__THE TASK__.
The records are to be restated in their entirety, word for word.

__LISTED ENTRIES__.
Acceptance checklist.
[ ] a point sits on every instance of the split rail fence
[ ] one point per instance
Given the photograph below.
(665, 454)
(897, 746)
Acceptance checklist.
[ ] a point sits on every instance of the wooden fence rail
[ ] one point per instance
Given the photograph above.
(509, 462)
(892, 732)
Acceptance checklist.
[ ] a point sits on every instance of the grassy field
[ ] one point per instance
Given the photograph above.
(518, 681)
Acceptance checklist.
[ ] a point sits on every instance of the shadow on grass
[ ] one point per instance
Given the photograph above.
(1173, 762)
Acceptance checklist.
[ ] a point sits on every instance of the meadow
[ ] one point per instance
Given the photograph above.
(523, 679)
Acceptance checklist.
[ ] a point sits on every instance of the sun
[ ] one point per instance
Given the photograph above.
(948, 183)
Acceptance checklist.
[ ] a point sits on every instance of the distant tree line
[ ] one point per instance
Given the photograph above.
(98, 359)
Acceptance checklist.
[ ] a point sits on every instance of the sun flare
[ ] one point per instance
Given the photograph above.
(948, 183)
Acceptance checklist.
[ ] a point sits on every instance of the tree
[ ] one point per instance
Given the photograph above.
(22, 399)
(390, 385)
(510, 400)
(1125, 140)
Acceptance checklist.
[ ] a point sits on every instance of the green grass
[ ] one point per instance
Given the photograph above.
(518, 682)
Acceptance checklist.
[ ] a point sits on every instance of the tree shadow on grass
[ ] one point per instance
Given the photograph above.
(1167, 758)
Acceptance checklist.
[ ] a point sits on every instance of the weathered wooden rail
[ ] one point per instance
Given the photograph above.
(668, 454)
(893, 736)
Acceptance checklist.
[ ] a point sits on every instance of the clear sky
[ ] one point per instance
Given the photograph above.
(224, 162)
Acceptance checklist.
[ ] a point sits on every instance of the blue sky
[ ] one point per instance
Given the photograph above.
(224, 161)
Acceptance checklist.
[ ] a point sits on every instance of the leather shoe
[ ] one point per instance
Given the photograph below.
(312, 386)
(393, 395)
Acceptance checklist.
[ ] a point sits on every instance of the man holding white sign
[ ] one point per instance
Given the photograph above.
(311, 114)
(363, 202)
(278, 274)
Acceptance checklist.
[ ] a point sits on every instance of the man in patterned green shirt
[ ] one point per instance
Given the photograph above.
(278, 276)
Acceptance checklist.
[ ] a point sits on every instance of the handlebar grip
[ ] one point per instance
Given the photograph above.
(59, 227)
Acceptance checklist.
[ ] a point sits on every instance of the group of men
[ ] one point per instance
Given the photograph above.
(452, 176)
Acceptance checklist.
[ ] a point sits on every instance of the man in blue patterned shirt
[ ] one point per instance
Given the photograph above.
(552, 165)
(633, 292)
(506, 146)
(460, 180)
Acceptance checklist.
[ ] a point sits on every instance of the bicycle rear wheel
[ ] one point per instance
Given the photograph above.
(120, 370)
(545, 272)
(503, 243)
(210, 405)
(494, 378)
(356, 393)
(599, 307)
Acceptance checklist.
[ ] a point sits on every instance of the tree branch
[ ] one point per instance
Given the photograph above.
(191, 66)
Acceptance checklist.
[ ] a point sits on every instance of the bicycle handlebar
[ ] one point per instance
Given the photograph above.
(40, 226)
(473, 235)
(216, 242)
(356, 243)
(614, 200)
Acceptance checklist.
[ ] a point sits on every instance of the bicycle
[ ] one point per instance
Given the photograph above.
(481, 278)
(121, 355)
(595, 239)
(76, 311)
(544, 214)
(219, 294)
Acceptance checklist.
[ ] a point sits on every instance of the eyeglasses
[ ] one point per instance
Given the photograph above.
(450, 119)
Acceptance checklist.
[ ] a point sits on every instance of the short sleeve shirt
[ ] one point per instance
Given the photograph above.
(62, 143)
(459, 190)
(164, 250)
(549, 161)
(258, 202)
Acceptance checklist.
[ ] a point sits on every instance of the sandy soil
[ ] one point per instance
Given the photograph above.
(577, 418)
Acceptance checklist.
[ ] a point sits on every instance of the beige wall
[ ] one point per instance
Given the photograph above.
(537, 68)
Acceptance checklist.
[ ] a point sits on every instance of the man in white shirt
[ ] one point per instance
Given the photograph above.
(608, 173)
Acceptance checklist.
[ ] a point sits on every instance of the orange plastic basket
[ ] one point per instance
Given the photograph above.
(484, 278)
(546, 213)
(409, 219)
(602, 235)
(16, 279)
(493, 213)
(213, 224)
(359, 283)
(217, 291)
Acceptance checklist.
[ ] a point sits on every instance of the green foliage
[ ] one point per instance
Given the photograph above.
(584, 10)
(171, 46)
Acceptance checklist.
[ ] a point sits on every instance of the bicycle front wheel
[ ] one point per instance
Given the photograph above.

__FINISHED TASK__.
Acceptance checklist.
[ ] a point sits on every instance of the split rail fence
[ ] one point per instance
Given the photograph below.
(665, 454)
(897, 746)
Acceptance checklist.
[ ] a point sits on every instance of the wooden fence rail
[ ] one point per instance
Given the photograph above.
(509, 462)
(892, 732)
Acceptance checklist.
[ ] a point sits on every instance of the grassy field
[ ] one point per instance
Given the photograph above.
(518, 681)
Acceptance checklist.
[ ] a point sits on every instance of the shadow on grass
[ ] one point per instance
Given the photograph above.
(1173, 762)
Acceptance checklist.
[ ] a point sits on every instance of the meadow
[ ] one point per instance
Given the photograph above.
(523, 679)
Acceptance checklist.
[ ] a point sits on every instance of the sun
[ ] one point per instance
Given the photograph above.
(948, 183)
Acceptance checklist.
[ ] a point sits on every instance of the distant tree line
[ ] one point per instance
Given the photograph above.
(98, 359)
Acceptance checklist.
[ ] a point sits on every instance of the sun flare
[ ] one point per instance
Given the photograph above.
(948, 183)
Acceptance checklist.
[ ] a point sits on every instance of the tree
[ ] one point per instance
Given the photograph above.
(22, 399)
(390, 385)
(510, 400)
(1125, 140)
Acceptance checklist.
[ ] a point sits on every instance of the green grass
[ ] one point per instance
Given the photograph above.
(518, 682)
Acceptance checklist.
[ ] a point sits on every instance of the tree shadow on grass
[ ] one point per instance
Given the photograph above.
(1167, 758)
Acceptance checklist.
[ ] a point sits on every instance of the weathered wooden rail
[ ] one point per instance
Given the photograph above.
(668, 454)
(893, 736)
Acceptance checklist.
[ ] a point sits on every instance of the clear sky
[ ] one point per instance
Given the photograph above.
(224, 162)
Acceptance checklist.
[ ] a point sits on every instance of the blue sky
[ ] one point per instance
Given the photograph above.
(224, 161)
Acceptance checklist.
[ ] a point sits on every instance of the leather shoe
[ ] one point per instance
Given the photograph below.
(312, 386)
(393, 395)
Acceptance checklist.
[ ] a point sits on every instance of the man holding white sign
[ ] one point per instance
Given the photograph above.
(311, 114)
(363, 202)
(278, 274)
Acceptance checklist.
[ ] a point sits on every instance of the man in patterned green shirt
[ ] one point per instance
Given the photograph above.
(278, 276)
Acceptance checklist.
[ ] a point sits on every instance of the handlebar grip
[ ] one point per instance
Given the photograph above.
(59, 227)
Acceptance checklist.
[ ] a point sits on every instance of the group of men
[ ] one point per instance
Given the photograph above.
(452, 176)
Acceptance checklist.
[ ] a point sits on every instance of the man in blue patterned shirt
[ ] one point per instance
Given the photograph above.
(552, 165)
(633, 292)
(506, 146)
(460, 180)
Acceptance checklist.
[ ] a point sits on every instance of the bicycle rear wheel
[ ] one point per instance
Given the photograph above.
(120, 370)
(545, 272)
(503, 243)
(210, 405)
(494, 378)
(356, 393)
(599, 307)
Acceptance checklist.
[ ] a point sits on every instance of the tree branch
[ ] one point per instance
Given the photograph above.
(191, 66)
Acceptance checklist.
[ ] a point sits on every instance of the bicycle handlebar
[ ] one point per instance
Given the photograph above.
(40, 226)
(473, 235)
(216, 242)
(356, 243)
(614, 200)
Acceptance checklist.
[ ] a point sits on every instance of the bicycle
[ ] one point per instance
Given the photograph above.
(481, 278)
(121, 355)
(595, 239)
(76, 311)
(544, 214)
(219, 294)
Acceptance checklist.
[ ] a point sits on every instance of the eyeglasses
[ ] one point per instance
Given the photograph above.
(450, 119)
Acceptance checklist.
[ ] a point sits on every instance of the short sleeve shirt
[ ] one point per instance
Given the photograph above.
(62, 143)
(459, 190)
(164, 250)
(549, 161)
(258, 202)
Acceptance checklist.
[ ] a point sits on every instance of the sandy soil
[ ] one point per instance
Given the photograph above.
(577, 418)
Acceptance checklist.
[ ] a point sits on every instance of the beige wall
[ ] one point per instance
Given the photograph above.
(537, 68)
Acceptance checklist.
[ ] a point sits on every instance of the man in white shirt
[ ] one point per instance
Given the photograph above.
(608, 173)
Acceptance checklist.
[ ] a point sits on every instance of the orange plastic basket
[ ] one point per instance
Given the photograph above.
(484, 278)
(546, 213)
(409, 219)
(602, 235)
(16, 279)
(493, 213)
(213, 224)
(359, 283)
(217, 291)
Acceptance checklist.
[ ] a point sits on every instance of the green foliage
[ ] one point per instance
Given the photograph above.
(584, 10)
(171, 46)
Acceptance checklist.
[ ] a point sits on every instance of the bicycle front wheel
[ ] one point per instance
Given the photograph above.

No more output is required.